Exercise description >>
Which lines of the data below hold "water"? Copy each of them.

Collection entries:
***

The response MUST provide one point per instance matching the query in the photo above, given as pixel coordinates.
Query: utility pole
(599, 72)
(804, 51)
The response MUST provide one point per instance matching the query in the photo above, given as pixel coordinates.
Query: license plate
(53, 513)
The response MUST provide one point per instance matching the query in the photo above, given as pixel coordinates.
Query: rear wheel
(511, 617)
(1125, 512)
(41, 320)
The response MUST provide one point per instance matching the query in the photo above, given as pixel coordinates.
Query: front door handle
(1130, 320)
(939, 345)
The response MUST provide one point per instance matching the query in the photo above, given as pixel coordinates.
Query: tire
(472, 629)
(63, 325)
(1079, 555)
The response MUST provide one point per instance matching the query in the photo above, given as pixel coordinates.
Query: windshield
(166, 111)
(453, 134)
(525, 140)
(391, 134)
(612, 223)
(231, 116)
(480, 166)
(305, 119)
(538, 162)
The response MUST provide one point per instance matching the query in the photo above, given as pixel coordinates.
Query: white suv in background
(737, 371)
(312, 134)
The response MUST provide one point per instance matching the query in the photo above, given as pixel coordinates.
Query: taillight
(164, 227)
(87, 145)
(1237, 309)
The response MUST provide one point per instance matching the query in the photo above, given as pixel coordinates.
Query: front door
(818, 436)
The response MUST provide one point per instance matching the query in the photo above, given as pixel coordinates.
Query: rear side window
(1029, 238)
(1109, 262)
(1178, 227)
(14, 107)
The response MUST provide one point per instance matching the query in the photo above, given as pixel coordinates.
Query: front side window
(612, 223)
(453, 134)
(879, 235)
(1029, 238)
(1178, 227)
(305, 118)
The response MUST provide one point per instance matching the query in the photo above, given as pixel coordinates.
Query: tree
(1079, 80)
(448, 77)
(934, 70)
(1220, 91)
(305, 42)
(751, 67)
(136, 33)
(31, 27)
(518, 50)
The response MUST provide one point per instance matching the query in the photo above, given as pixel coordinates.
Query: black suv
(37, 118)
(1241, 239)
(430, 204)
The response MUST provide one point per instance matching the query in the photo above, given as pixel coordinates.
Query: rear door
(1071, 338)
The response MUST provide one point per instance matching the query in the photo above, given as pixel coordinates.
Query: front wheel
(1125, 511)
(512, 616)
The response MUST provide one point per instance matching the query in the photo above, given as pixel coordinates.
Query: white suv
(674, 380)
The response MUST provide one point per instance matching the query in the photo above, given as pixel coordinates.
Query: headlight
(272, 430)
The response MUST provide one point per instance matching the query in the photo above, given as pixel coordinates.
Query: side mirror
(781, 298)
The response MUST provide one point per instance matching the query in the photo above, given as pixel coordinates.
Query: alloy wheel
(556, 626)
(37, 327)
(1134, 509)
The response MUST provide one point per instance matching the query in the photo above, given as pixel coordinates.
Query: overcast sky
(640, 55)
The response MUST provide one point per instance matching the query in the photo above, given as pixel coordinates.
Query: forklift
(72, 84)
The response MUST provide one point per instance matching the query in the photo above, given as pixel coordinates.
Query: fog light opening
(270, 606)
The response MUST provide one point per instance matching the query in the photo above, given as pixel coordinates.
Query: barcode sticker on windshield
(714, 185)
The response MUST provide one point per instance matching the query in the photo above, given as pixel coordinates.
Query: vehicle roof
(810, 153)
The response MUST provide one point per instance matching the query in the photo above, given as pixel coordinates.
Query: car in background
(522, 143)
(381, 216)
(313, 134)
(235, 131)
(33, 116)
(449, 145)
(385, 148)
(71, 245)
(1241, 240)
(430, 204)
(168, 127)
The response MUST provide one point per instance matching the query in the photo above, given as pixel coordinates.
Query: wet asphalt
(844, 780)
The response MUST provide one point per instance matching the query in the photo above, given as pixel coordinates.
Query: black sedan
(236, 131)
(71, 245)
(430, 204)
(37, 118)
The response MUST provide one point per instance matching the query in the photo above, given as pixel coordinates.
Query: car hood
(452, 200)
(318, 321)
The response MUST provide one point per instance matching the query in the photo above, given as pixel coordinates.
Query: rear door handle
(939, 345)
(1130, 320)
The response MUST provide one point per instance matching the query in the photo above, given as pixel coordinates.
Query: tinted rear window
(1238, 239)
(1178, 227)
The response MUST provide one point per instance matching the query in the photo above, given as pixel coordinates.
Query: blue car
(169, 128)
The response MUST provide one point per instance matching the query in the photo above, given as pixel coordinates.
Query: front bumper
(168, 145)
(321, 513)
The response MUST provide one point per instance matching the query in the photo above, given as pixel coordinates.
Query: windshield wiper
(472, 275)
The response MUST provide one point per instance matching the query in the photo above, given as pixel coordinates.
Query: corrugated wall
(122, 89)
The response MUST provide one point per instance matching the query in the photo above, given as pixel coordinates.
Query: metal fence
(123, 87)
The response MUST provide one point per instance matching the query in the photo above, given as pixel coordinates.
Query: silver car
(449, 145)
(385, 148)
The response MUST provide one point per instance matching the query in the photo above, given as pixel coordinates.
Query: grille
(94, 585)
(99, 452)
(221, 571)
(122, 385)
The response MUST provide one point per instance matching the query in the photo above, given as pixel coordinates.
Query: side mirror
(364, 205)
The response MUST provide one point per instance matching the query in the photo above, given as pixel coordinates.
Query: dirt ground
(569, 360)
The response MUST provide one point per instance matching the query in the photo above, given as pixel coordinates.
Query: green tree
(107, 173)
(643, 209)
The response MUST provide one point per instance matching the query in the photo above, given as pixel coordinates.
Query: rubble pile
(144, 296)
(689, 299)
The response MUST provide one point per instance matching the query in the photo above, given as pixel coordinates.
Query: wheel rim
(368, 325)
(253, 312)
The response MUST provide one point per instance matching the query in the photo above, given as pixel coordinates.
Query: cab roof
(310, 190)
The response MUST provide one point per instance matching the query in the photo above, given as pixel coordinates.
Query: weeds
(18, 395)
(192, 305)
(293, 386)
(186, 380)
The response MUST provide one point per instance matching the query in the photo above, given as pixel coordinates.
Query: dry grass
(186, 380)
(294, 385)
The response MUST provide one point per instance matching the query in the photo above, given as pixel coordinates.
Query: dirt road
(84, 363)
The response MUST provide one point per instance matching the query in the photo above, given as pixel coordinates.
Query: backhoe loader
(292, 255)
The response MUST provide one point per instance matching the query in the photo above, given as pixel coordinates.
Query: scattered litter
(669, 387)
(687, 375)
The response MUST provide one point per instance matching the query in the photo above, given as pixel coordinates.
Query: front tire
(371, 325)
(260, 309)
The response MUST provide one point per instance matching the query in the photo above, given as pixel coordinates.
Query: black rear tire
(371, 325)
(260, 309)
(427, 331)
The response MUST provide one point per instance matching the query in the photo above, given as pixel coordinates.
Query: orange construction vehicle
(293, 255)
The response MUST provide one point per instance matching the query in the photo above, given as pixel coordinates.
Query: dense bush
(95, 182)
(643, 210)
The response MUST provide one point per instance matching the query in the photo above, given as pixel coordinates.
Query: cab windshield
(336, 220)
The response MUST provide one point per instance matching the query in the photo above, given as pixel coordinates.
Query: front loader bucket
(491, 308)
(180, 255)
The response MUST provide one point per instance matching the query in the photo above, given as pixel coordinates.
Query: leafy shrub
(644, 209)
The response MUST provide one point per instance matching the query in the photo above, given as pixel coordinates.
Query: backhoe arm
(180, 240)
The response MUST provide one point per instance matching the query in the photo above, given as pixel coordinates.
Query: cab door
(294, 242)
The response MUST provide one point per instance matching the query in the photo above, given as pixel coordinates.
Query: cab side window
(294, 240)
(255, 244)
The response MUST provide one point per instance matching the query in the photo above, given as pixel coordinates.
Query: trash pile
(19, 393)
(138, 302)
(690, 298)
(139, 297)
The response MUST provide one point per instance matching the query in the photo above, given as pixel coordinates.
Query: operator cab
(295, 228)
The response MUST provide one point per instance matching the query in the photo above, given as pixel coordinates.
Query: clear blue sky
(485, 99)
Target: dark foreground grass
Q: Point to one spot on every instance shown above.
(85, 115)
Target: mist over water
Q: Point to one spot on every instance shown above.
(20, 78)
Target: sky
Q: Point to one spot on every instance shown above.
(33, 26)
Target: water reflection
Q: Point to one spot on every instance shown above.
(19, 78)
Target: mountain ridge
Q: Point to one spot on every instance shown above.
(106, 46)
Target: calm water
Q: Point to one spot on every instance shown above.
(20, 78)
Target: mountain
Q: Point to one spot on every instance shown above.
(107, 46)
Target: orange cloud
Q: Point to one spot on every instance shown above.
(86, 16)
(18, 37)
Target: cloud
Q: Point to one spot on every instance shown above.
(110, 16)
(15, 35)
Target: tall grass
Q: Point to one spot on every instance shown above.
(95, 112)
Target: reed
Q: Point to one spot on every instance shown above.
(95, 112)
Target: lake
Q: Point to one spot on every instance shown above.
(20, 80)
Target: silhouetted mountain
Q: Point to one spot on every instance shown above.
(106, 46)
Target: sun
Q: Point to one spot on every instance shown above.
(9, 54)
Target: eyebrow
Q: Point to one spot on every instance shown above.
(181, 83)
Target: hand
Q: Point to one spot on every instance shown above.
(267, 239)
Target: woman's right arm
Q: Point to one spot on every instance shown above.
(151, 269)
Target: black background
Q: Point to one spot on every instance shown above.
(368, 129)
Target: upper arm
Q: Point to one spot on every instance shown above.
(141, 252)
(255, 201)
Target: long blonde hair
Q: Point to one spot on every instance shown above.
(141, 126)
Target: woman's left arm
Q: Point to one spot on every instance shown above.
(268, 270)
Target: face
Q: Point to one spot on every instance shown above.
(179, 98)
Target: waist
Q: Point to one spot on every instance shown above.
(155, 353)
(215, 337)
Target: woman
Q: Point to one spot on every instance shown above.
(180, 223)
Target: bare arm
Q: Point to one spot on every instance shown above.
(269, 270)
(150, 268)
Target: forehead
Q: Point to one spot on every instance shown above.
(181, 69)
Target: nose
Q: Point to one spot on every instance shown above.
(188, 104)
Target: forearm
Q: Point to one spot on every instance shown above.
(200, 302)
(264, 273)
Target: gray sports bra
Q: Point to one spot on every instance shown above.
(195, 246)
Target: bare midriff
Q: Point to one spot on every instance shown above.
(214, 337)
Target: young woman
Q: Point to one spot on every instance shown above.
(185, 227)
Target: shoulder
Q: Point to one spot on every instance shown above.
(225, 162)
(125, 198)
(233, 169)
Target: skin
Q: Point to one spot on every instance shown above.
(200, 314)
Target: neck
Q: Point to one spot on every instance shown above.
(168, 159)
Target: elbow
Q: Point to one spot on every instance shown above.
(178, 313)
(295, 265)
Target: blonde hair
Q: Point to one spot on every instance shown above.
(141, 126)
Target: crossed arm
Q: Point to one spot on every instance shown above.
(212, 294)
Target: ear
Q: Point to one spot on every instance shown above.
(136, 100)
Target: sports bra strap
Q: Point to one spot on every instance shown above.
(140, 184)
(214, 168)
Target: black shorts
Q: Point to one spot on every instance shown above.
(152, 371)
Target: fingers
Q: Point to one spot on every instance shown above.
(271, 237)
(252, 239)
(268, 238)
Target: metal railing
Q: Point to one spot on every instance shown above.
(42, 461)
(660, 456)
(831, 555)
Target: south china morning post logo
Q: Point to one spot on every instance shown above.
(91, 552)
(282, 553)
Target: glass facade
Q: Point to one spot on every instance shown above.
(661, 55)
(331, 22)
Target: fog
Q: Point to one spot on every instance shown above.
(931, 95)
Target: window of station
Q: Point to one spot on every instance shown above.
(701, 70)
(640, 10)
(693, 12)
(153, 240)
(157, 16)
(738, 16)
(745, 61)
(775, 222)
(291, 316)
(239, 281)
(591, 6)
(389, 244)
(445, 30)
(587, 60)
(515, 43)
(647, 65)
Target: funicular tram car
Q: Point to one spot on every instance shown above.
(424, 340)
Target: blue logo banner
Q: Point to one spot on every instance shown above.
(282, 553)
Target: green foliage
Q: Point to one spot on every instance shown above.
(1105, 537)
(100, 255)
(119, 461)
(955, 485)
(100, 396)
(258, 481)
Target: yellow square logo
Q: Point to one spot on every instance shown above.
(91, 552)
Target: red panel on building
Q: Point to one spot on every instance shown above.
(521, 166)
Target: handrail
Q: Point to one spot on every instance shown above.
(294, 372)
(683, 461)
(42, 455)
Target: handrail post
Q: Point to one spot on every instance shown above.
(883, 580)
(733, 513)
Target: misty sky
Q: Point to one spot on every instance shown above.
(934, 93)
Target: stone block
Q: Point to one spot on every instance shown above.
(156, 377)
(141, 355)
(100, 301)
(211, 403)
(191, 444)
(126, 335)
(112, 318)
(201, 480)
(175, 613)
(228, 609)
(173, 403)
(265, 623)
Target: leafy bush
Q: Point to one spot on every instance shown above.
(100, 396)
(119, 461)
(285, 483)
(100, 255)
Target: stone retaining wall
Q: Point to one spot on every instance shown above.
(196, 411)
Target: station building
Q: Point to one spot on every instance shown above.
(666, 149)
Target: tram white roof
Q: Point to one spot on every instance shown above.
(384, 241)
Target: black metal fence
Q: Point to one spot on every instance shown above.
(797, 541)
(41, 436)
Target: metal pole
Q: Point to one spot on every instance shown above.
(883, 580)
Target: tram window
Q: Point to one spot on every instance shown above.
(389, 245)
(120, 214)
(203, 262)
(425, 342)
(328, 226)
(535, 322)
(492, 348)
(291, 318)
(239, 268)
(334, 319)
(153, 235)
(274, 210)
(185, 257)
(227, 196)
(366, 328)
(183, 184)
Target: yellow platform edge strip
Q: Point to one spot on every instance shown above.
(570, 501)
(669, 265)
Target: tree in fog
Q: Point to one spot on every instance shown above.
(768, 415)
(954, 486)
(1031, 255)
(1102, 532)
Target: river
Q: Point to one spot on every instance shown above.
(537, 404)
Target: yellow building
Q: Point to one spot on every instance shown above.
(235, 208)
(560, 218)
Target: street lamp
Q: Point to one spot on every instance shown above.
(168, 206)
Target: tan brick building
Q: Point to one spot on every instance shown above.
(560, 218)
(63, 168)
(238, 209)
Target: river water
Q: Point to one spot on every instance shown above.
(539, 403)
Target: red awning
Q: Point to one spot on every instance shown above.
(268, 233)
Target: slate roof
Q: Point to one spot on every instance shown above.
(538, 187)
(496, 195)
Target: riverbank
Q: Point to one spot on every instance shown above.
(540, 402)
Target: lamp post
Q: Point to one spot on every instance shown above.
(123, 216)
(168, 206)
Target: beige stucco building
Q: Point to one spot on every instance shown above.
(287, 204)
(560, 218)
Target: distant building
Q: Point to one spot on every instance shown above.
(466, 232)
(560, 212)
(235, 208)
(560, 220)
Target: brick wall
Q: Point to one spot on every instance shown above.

***

Reply >>
Target: mist over water
Target: water reflection
Target: calm water
Target: river water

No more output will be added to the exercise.